Records from a collection
════════

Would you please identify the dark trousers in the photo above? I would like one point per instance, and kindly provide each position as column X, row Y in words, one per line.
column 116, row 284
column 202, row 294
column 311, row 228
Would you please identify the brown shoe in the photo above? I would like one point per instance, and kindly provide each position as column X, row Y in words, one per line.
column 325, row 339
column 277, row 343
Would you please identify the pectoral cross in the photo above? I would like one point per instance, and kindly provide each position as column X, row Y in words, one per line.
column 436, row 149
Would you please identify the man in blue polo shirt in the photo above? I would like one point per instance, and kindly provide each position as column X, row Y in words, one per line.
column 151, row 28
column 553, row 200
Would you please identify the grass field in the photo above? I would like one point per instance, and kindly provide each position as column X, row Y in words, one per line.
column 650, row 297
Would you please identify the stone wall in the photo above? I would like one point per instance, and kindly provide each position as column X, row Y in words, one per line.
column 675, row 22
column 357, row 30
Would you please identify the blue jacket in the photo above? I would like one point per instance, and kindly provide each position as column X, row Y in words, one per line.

════════

Do this
Please copy the entries above word for word, starting at the line that contains "Would you please identify the grass" and ending at the last line of the entries, with nothing else.

Final answer
Would you please identify the grass field in the photo above? I would like one point per instance, and kindly provide each position as column X, row Y in words, one per line.
column 650, row 297
Would you please identify the stone wall in the photo above? I would like one point per instance, and kindly provide each position as column X, row Y in words, one per line.
column 675, row 22
column 357, row 30
Would you please identify the blue jacket in the photo above? I would like one point per instance, and kindly provide each position as column X, row Y in words, one per line.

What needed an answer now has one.